DATA ROWS >>
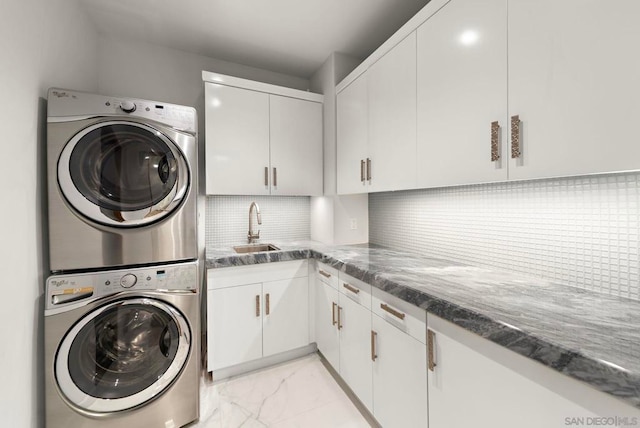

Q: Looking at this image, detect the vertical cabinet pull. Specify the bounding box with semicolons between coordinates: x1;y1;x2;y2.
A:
491;120;500;162
331;302;338;325
427;329;436;371
371;330;378;361
511;115;522;159
264;293;271;315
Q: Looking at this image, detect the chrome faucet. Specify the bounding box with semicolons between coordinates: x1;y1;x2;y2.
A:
247;202;262;244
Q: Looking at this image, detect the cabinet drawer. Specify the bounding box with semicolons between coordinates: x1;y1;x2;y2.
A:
207;260;309;290
371;288;427;344
316;262;338;290
338;272;371;310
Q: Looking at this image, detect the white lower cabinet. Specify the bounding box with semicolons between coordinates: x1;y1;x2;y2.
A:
207;284;262;371
371;290;429;428
315;263;427;428
262;277;309;357
207;260;309;371
428;314;640;428
338;281;373;411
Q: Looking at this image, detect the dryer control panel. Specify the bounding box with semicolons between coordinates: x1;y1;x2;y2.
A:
45;262;198;309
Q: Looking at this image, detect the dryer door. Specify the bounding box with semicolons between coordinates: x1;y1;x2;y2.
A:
58;120;190;227
55;298;191;413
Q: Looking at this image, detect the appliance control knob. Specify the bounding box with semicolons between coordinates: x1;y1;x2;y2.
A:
120;101;136;113
120;273;138;288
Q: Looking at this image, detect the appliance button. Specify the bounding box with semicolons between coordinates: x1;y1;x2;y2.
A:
120;101;136;113
120;273;138;288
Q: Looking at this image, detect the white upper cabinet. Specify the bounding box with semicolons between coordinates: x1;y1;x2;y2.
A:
509;0;640;179
269;95;322;195
337;0;640;193
203;72;323;196
417;0;508;187
337;33;416;194
204;83;269;195
336;73;369;195
367;32;416;192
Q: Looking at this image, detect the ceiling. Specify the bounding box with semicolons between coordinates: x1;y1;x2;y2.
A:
80;0;429;78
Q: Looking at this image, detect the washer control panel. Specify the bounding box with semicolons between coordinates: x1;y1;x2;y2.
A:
47;88;198;133
46;262;198;309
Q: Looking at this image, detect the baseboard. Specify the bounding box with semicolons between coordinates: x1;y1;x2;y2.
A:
318;351;382;428
211;343;318;383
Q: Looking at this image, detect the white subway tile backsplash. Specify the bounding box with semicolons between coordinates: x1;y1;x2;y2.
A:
369;173;640;300
205;196;311;256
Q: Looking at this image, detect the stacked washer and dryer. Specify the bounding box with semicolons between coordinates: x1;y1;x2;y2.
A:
44;89;200;428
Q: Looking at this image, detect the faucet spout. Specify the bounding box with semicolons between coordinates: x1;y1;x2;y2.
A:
247;202;262;244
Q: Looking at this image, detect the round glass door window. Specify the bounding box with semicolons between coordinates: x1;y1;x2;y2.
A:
58;121;189;226
56;298;190;412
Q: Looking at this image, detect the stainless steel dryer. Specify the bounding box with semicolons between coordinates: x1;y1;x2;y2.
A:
44;262;200;428
47;89;198;272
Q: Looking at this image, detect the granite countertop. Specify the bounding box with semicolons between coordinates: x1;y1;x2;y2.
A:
206;241;640;408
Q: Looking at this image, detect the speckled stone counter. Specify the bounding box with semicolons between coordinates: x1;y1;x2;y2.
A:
206;242;640;408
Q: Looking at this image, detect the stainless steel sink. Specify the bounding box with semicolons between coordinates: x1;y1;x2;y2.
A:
233;244;280;254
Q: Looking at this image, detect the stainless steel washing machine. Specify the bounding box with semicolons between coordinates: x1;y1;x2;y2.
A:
47;89;198;272
44;262;200;428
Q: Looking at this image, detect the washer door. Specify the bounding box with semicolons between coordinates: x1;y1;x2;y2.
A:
58;121;189;227
55;298;191;413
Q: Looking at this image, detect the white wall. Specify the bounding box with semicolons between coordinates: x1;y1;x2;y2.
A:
0;0;98;427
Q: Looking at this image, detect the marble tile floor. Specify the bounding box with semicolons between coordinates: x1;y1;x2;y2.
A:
188;354;369;428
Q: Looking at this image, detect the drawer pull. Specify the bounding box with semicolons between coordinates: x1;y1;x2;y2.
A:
371;330;378;361
427;330;436;371
331;302;338;325
342;282;360;294
318;269;331;278
264;293;270;315
380;303;406;320
491;121;500;162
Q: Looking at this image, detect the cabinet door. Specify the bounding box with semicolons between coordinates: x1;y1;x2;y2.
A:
205;82;269;195
509;0;640;179
336;73;369;195
315;279;340;372
262;277;309;357
340;294;373;411
371;315;428;428
269;95;323;195
207;284;262;371
367;32;416;192
417;0;509;187
429;315;600;428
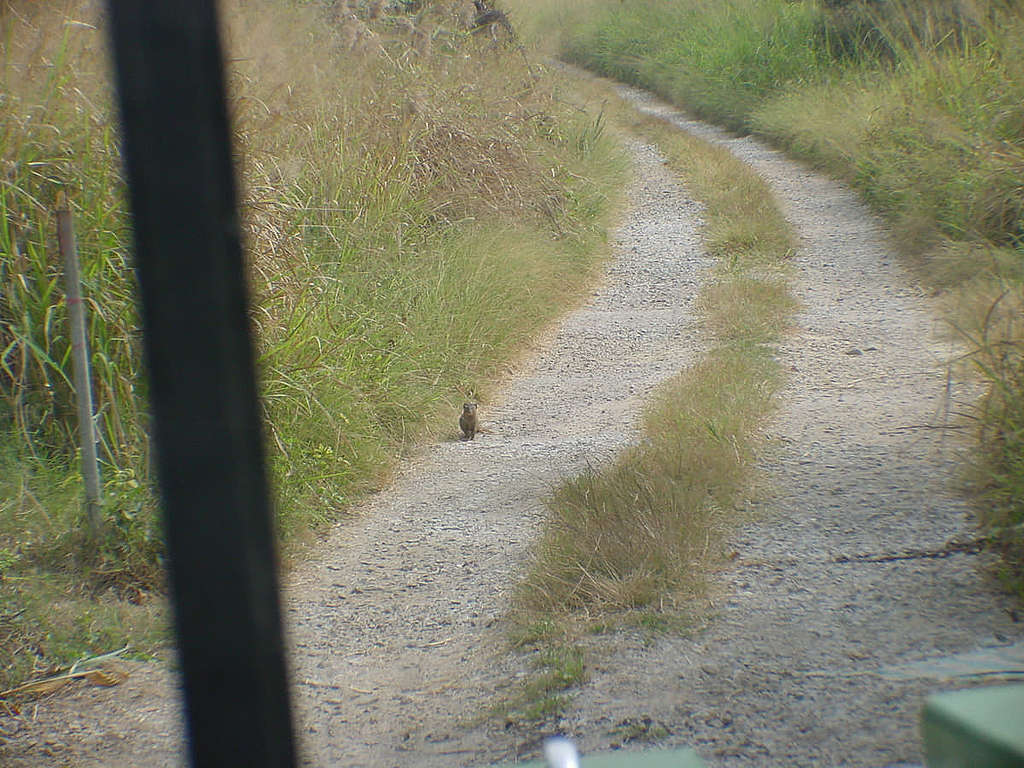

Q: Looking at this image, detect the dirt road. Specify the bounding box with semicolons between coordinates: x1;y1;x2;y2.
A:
0;85;1024;768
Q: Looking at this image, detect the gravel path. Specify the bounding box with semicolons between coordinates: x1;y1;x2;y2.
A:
0;85;1024;768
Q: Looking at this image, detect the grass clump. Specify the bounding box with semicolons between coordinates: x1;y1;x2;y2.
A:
516;96;795;632
520;0;1024;590
0;0;624;686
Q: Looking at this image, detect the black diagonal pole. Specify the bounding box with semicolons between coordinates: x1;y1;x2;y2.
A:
108;0;294;768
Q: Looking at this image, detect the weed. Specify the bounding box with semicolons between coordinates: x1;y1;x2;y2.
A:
532;0;1024;589
0;0;624;678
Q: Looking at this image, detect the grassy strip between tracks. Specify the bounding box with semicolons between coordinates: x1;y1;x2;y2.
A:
502;82;796;723
536;0;1024;597
0;0;625;690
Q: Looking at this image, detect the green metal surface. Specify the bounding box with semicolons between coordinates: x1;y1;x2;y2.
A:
922;685;1024;768
493;750;705;768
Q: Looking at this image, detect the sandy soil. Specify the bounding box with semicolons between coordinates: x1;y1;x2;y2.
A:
0;83;1024;768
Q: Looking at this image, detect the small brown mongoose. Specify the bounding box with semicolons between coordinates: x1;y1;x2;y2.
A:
459;402;477;440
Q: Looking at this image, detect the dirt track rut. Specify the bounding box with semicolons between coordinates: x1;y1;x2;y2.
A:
0;83;1024;768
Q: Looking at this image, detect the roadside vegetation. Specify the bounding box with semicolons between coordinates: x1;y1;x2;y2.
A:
520;0;1024;596
0;0;625;690
503;81;796;722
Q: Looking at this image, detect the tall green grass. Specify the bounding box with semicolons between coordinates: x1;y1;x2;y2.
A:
0;0;624;687
516;102;795;625
536;0;1024;590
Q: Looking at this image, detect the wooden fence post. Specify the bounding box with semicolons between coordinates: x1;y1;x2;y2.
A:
56;191;100;539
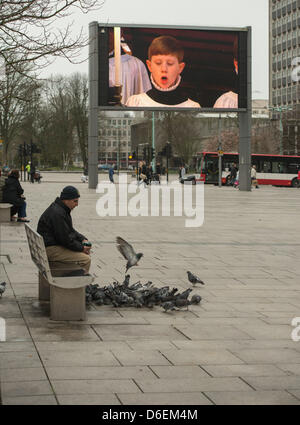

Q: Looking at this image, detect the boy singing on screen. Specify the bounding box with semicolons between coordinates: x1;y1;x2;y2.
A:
126;35;200;108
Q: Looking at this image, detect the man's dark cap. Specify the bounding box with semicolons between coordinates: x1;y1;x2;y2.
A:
60;186;80;200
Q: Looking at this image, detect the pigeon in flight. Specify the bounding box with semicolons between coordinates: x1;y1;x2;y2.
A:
116;236;143;273
187;272;204;286
0;282;6;298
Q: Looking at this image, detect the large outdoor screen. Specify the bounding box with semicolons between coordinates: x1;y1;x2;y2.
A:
98;24;247;111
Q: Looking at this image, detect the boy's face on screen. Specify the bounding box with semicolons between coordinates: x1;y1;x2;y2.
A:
147;55;185;89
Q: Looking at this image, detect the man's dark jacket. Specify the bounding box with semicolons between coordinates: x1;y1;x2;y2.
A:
37;198;87;252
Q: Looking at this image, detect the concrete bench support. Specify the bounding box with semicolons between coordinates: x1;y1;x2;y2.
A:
0;203;12;223
25;224;94;320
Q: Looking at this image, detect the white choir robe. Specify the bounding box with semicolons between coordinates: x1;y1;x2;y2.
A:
109;54;152;104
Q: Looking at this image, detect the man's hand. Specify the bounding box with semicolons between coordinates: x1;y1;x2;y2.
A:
83;246;91;255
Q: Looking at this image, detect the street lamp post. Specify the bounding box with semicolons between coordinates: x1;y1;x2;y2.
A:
218;114;222;187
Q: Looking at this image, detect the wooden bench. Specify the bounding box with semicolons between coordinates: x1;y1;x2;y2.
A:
25;224;94;320
0;202;12;223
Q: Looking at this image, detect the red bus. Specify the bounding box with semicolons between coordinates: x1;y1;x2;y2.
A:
195;152;300;187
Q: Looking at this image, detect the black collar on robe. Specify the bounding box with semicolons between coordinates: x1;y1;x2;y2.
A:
146;87;188;105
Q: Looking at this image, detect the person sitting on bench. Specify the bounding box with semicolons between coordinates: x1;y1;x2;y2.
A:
37;186;91;274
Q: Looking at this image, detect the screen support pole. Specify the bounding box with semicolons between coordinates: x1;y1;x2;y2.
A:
238;27;252;192
88;21;99;189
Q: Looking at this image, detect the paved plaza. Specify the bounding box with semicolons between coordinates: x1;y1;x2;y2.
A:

STATED EXERCISE >> Rewrite the records from the line containing "Q: Looking at this image, detect the stacked" down to the line containing "206;241;640;408", both lines included, and leave the requests unchanged. Scale every bounding-box coordinate in the answers by 2.55, rounding each to a whole number with halves going up.

ANSWER TO THIS PROBLEM >>
Q: Looking at this image, detect the stacked washer and dryer. Specify the bounding box with semicolons between coordinates: x1;y1;x2;y2.
A:
112;227;510;1091
Q: Looking at this image, detect the faucet spout. Specify the bounding box with semicolons between coordinates: x1;y1;x2;y2.
A:
630;515;668;622
Q: Looking at this image, detect the round glass door window. Specify the bounding box with semicolons between coordinates: x1;y1;x2;y2.
A:
148;309;482;576
143;760;485;1051
Q: Looking at this image, detect the stainless steel dryer. Specify the bounding box with semicolons between coordinates: x1;y1;x2;y2.
A:
112;668;510;1091
120;227;505;694
Q: Looking at this image, detect the granite countertop. Specify the bounding box with semicolons between coordinates: x1;y1;x2;y2.
A:
525;615;1632;1040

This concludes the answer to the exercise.